Document passage
————
I’m telling you this story today because that’s the way it is sometimes, even on Easter. Sometimes our resurrections, when we rise from the tombs in our hearts, sometimes the springtime of our recoveries aren’t always pure glee. Instead we find ourselves in a slow, quiet return to life, to ourselves. The robins chirp us gently into the daytime, it feels OK that we’re sleep-deprived, but we aren’t necessarily awash in delight.
Easter is really the culmination of a whole season of holy days in Christian religious life. Perhaps some of you have observed Lent and Holy Week, which comprise more than a month of preparation including self-sacrifice and reflection, rituals of mourning and lament. I definitely did not grow up with these practices. For me as a kid, Easter was mostly about dyeing and finding eggs, eating chocolate bunnies, and wearing a pretty dress. So it’s been a good education for me to learn about how many Christians observe Eastertide. People give up something important to them for Lent. The cross in many churches may be draped in black cloth before Easter. Roman Catholics and others traditionally fast and observe a day of penance on Good Friday, and contemplate Christ’s crucifixion. Some have practices on Holy Saturday grieving Jesus’ death, including paying respects to a tableau of his tomb. This long series of rituals carries the faithful into a place of deep mourning. People descend to the depths, and then emerge to the exultations of Easter Sunday, proclaiming, He is Risen! Easter is an insistence on goodness’ triumph over evil, the return of life from the depths… but only after this journey through ritualized grief, entering into joy only after confronting and releasing deep sorrow.
————
Data listing
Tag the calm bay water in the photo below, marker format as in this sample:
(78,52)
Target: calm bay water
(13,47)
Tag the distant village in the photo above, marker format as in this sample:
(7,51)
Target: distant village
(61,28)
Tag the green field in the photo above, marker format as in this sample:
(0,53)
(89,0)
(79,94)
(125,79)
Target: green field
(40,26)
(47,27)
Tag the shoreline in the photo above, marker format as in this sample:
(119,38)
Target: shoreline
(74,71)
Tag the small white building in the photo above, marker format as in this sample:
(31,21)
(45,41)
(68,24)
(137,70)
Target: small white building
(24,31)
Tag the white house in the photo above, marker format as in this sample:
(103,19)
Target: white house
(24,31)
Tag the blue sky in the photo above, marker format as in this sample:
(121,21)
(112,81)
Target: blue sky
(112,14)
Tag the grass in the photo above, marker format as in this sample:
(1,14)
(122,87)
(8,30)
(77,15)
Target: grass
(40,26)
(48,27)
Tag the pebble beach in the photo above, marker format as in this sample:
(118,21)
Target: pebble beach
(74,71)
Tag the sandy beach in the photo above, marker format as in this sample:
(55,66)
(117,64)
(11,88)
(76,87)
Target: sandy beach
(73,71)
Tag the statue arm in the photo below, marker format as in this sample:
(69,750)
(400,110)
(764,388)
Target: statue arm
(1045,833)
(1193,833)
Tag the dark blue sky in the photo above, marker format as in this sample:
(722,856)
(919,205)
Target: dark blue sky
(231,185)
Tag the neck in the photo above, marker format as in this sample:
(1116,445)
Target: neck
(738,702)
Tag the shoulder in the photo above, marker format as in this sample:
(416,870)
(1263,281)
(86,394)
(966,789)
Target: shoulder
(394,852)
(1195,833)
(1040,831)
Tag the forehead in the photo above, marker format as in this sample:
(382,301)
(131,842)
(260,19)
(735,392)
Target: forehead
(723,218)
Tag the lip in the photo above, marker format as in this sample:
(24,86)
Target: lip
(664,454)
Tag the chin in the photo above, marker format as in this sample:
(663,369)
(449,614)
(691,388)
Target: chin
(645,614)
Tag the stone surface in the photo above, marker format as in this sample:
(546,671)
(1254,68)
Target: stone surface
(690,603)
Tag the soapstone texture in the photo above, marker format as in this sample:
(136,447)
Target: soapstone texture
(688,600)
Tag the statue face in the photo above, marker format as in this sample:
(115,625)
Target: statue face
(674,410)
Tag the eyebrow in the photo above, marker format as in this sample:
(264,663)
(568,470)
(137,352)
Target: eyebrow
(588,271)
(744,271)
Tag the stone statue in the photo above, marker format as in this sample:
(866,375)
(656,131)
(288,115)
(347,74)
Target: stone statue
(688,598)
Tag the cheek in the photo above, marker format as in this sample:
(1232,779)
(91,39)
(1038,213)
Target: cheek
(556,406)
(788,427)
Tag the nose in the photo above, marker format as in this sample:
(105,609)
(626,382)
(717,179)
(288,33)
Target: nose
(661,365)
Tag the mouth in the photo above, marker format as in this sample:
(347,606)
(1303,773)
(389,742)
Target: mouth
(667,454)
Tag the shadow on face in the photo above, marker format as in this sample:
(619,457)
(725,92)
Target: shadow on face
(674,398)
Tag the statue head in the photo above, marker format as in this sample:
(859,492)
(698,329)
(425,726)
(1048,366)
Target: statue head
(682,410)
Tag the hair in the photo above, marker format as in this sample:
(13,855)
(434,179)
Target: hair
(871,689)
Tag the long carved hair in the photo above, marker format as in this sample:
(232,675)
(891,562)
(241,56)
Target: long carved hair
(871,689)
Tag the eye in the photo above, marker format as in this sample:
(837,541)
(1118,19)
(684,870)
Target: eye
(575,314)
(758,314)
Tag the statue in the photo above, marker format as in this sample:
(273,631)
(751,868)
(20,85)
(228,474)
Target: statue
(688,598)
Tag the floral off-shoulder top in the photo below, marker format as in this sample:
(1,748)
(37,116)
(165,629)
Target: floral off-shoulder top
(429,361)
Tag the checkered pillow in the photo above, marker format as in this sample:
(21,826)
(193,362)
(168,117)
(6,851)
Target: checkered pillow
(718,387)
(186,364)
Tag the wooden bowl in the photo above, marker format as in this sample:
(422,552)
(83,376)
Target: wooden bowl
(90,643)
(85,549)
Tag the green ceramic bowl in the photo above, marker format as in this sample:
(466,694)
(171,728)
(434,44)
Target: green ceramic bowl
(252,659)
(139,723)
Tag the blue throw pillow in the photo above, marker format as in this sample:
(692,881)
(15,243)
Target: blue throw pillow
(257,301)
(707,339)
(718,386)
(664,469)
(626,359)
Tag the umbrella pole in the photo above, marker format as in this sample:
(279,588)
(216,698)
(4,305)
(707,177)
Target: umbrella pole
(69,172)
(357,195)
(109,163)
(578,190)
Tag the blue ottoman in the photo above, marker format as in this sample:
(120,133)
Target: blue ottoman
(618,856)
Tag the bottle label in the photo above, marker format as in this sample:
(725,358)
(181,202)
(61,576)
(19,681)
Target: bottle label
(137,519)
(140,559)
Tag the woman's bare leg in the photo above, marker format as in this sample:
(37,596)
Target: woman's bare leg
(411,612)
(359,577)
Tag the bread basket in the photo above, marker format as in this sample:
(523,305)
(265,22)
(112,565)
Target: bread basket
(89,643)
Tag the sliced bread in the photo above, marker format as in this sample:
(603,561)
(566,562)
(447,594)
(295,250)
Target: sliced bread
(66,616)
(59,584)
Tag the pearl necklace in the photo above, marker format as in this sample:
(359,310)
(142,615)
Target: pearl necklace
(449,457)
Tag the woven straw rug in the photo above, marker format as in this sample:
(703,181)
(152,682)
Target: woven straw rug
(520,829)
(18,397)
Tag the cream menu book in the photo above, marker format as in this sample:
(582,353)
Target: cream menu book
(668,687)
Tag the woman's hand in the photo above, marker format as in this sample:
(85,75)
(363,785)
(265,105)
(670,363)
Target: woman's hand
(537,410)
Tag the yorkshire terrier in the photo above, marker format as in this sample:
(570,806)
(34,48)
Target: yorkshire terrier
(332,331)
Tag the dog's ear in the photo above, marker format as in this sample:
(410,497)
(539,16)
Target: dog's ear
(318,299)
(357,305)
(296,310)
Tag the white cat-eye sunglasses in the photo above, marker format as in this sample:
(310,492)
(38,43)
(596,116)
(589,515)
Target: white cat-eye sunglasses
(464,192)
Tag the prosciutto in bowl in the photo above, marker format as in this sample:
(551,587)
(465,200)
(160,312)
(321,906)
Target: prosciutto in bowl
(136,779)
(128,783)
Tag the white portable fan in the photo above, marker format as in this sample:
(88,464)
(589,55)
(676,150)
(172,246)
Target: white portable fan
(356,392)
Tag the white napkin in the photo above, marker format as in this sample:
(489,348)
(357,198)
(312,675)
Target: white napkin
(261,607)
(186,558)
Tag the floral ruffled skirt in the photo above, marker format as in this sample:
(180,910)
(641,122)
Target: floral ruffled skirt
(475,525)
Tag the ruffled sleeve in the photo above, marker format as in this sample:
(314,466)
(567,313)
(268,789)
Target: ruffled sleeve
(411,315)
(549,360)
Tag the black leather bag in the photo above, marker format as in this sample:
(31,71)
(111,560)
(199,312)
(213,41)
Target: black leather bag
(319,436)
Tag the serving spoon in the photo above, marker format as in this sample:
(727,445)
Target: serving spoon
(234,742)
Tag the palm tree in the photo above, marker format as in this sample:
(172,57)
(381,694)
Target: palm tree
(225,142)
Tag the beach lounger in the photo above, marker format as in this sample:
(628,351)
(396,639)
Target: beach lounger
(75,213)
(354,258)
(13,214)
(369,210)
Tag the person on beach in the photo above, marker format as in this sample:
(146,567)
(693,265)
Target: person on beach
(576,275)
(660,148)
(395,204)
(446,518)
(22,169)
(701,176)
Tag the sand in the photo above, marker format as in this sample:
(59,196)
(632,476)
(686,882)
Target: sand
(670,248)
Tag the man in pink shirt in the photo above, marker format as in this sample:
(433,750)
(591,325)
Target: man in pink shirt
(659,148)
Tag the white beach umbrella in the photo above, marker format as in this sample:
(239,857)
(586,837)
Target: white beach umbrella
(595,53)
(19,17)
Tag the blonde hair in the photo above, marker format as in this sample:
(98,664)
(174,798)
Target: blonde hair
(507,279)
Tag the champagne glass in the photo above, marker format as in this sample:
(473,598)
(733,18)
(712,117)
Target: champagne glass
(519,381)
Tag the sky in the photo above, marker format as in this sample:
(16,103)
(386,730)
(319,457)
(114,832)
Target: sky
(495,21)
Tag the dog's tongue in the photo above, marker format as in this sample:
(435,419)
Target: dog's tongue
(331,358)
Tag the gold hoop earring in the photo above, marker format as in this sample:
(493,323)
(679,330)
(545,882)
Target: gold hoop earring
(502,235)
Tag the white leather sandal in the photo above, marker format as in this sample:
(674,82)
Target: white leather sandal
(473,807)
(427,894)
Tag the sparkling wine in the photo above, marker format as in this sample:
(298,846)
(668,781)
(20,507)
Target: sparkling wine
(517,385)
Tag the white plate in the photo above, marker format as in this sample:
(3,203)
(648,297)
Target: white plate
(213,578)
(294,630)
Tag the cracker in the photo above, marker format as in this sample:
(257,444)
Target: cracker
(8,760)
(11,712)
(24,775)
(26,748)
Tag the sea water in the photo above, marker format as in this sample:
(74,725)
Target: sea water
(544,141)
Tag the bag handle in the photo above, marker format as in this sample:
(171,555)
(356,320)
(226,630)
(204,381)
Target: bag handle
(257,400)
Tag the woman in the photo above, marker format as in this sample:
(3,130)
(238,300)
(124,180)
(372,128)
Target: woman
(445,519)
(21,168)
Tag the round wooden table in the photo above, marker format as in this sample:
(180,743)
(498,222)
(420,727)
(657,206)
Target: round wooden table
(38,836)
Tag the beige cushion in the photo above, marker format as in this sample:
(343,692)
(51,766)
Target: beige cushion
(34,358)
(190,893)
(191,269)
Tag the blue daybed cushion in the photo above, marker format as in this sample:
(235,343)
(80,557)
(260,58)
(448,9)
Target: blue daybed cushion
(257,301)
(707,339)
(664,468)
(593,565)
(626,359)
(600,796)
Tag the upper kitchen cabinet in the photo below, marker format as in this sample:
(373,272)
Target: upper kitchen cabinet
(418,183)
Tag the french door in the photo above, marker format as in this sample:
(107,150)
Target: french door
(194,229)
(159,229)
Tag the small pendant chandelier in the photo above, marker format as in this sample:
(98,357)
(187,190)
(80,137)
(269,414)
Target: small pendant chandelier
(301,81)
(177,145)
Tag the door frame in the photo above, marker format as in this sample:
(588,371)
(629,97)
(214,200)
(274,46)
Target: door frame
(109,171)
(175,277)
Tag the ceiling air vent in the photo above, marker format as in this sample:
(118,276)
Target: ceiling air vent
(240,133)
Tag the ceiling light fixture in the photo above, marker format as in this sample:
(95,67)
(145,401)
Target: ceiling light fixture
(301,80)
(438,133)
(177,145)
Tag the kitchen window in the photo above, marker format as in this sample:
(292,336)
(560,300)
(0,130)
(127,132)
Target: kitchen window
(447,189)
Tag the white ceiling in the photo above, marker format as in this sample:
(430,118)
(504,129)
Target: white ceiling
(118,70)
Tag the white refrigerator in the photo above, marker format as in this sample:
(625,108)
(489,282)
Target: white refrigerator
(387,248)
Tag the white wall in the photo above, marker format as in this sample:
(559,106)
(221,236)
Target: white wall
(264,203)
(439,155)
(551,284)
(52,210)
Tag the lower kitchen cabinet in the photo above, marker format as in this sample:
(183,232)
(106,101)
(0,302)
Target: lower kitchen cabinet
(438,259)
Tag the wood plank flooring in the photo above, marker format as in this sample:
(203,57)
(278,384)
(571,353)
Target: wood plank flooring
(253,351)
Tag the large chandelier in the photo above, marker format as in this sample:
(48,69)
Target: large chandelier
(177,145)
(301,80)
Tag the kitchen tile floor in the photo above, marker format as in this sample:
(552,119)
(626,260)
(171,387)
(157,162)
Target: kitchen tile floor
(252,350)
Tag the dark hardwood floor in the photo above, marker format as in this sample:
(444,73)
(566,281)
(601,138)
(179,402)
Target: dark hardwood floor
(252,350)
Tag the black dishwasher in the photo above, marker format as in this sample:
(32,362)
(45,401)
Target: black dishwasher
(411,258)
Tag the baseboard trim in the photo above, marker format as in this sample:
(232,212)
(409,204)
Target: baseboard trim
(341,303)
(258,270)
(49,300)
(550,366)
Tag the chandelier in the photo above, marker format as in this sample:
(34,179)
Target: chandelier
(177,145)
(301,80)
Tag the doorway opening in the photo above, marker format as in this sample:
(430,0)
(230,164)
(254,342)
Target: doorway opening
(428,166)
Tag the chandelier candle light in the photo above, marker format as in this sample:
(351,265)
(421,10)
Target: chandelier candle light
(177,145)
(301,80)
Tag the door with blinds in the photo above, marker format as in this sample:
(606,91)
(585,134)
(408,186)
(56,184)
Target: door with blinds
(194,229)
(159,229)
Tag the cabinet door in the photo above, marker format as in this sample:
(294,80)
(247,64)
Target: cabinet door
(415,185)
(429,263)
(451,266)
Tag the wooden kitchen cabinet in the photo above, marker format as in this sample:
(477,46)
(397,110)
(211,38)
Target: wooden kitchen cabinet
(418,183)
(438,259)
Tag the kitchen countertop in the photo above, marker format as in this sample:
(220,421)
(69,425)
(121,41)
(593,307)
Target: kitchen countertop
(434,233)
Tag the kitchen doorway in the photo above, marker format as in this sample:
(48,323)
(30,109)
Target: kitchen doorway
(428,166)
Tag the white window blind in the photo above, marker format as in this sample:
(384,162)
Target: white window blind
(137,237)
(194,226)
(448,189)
————
What this exercise asks
a) In the Easter passage, why does the speaker say that learning how many Christians observe Eastertide has been a good education? Answer in one to three sentences.
b) Reproduce part of the Easter passage word for word, beginning at the words "I’m telling you" and stopping after "awash in delight.".
The lines that come after the Easter passage are separate material, unrelated to it.

Task-by-task results
a) The speaker did not grow up with these practices. As a child, the speaker knew Easter mostly as dyeing and finding eggs, eating chocolate bunnies, and wearing a pretty dress.

b)
I’m telling you this story today because that’s the way it is sometimes, even on Easter. Sometimes our resurrections, when we rise from the tombs in our hearts, sometimes the springtime of our recoveries aren’t always pure glee. Instead we find ourselves in a slow, quiet return to life, to ourselves. The robins chirp us gently into the daytime, it feels OK that we’re sleep-deprived, but we aren’t necessarily awash in delight.